• [WHAT IS NEEDED]:
Each line of the material that mentions the word "bank" is to be copied.

• [MATERIAL PROVIDED]:
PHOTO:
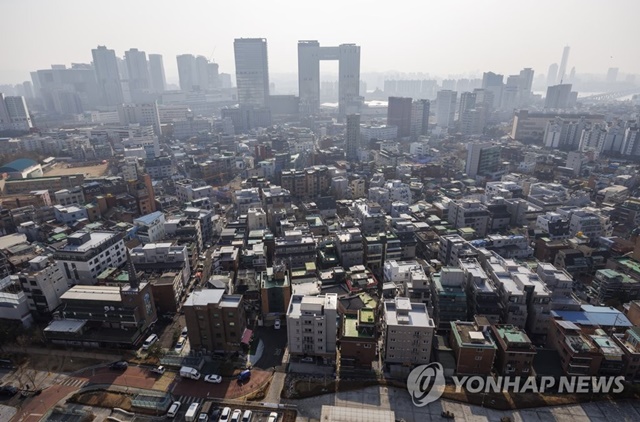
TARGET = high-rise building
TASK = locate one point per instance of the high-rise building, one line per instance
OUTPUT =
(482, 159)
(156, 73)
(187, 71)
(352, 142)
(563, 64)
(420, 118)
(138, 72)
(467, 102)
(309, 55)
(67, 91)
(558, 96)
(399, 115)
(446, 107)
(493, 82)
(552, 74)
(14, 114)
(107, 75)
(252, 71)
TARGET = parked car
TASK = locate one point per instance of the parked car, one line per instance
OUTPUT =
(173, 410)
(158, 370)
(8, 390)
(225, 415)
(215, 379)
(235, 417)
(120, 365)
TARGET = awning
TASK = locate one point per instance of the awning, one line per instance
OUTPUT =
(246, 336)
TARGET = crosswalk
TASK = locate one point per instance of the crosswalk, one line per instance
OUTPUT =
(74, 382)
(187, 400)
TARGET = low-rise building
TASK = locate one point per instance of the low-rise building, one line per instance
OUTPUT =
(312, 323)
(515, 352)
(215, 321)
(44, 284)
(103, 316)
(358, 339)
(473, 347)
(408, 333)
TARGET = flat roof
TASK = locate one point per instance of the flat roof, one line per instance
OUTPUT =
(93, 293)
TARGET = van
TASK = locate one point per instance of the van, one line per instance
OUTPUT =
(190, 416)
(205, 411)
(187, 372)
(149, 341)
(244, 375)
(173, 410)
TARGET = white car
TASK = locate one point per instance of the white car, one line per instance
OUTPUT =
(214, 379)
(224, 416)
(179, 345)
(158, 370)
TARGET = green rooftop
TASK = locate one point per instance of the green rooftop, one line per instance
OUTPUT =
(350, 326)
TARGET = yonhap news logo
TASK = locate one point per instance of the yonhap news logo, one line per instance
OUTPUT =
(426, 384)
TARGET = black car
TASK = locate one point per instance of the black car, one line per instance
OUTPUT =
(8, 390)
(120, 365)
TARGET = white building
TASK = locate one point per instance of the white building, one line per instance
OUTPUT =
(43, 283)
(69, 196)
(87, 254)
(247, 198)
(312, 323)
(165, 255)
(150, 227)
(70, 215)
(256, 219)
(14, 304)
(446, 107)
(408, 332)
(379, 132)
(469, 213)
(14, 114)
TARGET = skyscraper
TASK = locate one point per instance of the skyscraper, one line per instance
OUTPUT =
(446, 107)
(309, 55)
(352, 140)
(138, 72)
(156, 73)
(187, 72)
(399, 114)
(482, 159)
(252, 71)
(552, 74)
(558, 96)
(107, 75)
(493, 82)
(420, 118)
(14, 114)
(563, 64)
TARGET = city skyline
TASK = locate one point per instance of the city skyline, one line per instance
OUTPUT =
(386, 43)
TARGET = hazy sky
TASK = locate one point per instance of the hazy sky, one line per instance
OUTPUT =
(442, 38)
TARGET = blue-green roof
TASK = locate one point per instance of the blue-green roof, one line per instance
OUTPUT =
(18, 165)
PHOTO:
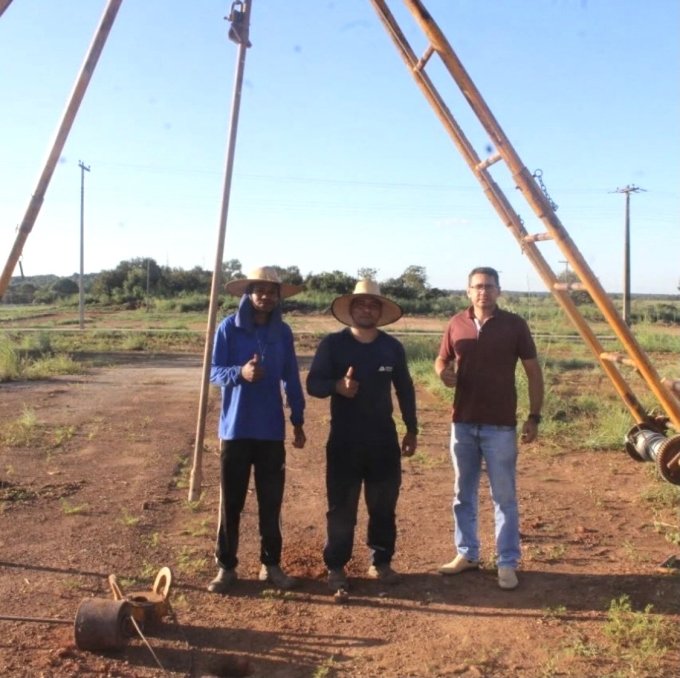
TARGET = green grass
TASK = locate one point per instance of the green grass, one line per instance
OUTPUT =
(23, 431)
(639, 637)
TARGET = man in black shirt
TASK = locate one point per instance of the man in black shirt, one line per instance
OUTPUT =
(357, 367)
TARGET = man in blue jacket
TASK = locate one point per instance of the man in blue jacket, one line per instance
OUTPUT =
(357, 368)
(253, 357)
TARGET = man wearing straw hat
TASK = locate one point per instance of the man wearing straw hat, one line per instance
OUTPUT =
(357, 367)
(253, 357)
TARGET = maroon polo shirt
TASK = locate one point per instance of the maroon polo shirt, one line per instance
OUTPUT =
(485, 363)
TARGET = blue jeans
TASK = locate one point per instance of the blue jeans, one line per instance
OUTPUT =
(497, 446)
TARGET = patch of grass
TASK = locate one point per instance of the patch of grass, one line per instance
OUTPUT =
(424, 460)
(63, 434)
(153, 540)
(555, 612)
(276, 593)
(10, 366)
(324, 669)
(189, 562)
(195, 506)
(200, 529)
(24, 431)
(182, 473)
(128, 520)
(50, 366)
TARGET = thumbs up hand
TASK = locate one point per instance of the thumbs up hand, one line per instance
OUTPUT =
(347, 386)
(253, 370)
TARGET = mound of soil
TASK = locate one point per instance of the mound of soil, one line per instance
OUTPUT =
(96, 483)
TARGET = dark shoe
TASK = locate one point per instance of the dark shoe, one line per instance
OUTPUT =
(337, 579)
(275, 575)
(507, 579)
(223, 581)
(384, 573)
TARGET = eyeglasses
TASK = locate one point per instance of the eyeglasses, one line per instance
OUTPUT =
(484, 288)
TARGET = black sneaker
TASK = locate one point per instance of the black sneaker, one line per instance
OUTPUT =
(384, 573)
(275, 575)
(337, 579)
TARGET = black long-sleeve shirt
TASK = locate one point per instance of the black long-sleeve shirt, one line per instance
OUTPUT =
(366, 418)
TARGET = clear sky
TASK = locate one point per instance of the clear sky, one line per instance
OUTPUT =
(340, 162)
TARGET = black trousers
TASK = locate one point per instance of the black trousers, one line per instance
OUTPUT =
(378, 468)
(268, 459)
* * *
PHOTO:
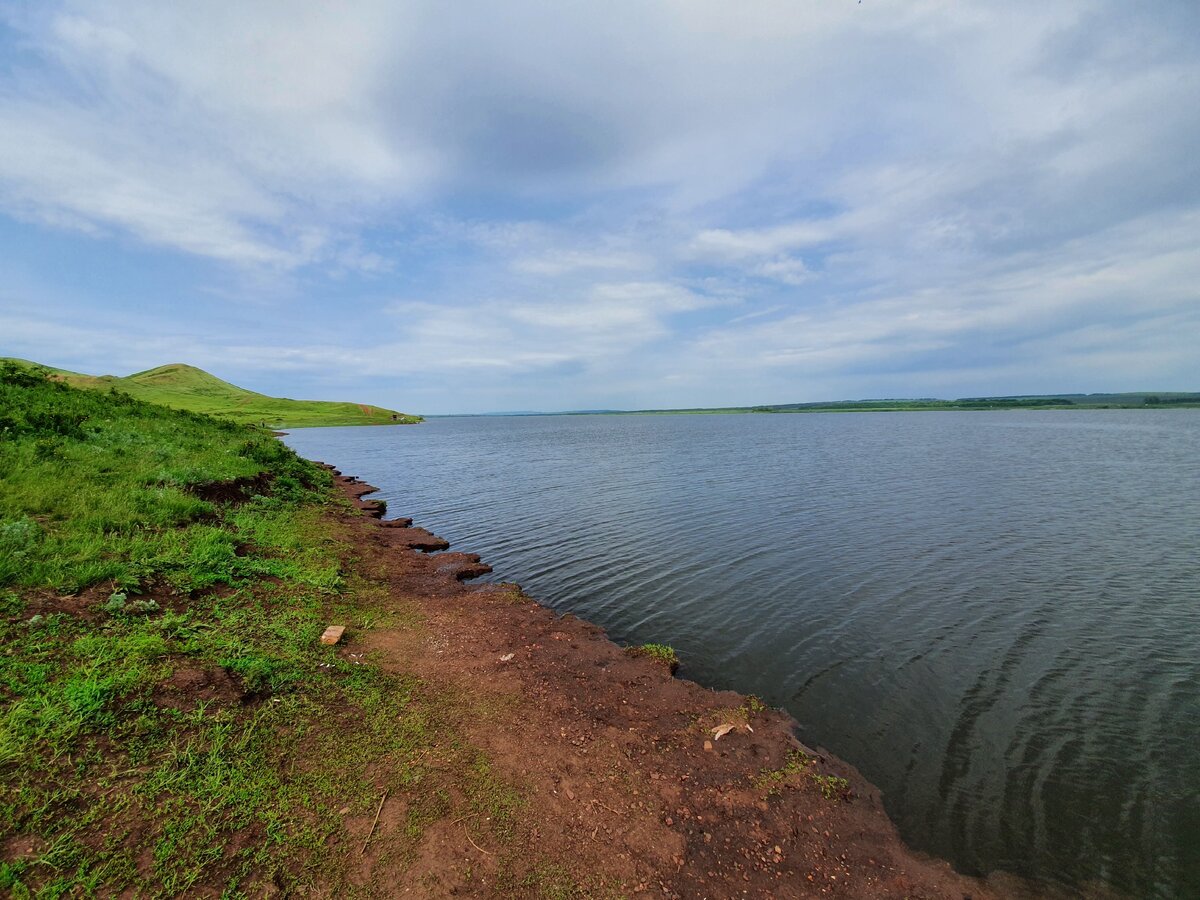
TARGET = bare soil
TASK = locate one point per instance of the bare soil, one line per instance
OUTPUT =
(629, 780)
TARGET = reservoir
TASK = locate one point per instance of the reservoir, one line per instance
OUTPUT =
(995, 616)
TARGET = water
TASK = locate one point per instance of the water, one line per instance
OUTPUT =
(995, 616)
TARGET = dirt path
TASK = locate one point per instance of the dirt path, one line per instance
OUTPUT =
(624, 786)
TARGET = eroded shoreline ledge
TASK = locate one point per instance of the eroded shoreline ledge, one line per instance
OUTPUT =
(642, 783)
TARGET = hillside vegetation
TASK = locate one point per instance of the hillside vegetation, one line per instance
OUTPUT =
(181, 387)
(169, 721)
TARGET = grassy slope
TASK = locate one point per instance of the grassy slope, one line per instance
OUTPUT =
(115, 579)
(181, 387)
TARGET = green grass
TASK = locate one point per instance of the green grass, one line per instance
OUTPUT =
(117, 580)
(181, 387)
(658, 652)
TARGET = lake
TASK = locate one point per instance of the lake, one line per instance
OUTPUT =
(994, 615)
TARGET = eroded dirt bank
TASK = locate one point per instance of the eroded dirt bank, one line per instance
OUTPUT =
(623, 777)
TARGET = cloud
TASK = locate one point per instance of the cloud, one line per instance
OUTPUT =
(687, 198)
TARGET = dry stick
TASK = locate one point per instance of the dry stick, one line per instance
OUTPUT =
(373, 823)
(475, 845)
...
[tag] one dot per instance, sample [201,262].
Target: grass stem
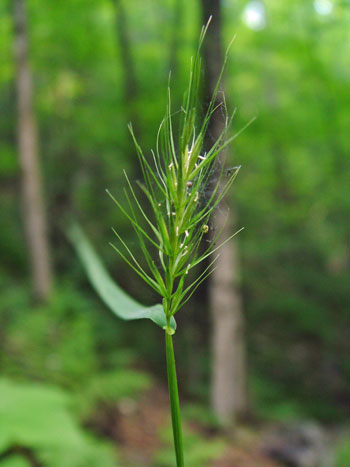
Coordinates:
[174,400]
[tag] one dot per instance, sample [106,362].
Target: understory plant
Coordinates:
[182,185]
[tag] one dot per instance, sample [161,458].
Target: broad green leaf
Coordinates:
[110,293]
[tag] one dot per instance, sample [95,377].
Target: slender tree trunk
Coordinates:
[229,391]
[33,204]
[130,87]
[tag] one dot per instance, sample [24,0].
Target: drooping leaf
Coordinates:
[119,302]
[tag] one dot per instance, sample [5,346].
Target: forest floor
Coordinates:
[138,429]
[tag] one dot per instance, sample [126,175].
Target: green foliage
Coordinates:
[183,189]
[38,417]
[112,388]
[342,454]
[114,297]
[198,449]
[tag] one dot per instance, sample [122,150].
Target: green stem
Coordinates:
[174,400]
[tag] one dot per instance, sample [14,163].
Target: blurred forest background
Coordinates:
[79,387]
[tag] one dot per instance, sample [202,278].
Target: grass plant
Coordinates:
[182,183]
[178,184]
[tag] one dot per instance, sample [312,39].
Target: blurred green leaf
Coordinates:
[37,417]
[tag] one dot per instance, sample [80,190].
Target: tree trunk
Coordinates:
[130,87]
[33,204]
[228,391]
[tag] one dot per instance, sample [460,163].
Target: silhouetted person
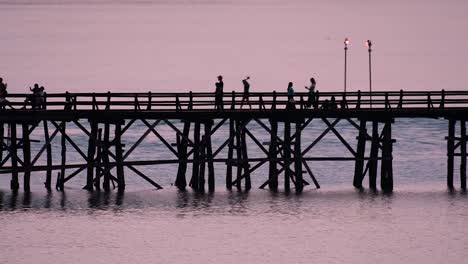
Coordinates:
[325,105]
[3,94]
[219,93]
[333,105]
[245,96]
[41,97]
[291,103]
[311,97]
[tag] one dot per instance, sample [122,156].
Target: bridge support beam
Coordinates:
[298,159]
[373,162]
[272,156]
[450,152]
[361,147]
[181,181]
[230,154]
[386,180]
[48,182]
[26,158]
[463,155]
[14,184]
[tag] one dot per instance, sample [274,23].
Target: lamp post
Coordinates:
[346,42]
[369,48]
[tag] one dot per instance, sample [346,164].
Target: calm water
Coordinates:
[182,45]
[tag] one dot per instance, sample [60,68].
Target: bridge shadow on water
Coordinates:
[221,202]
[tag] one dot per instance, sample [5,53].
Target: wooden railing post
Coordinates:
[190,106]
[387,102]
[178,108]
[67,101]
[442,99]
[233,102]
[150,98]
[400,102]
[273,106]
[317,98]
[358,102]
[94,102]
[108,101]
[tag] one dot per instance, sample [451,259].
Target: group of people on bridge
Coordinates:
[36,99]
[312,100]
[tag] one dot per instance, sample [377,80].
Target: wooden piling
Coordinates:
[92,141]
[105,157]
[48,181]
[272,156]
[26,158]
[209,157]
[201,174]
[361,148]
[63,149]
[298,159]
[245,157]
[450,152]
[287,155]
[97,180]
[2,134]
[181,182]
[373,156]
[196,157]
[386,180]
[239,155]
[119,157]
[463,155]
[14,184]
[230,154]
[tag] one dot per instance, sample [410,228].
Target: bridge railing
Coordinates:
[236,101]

• [YOUR SOLUTION]:
TARGET = eroded dirt bank
TASK = locate one point per instance of the eroded dirt bank, one line per instance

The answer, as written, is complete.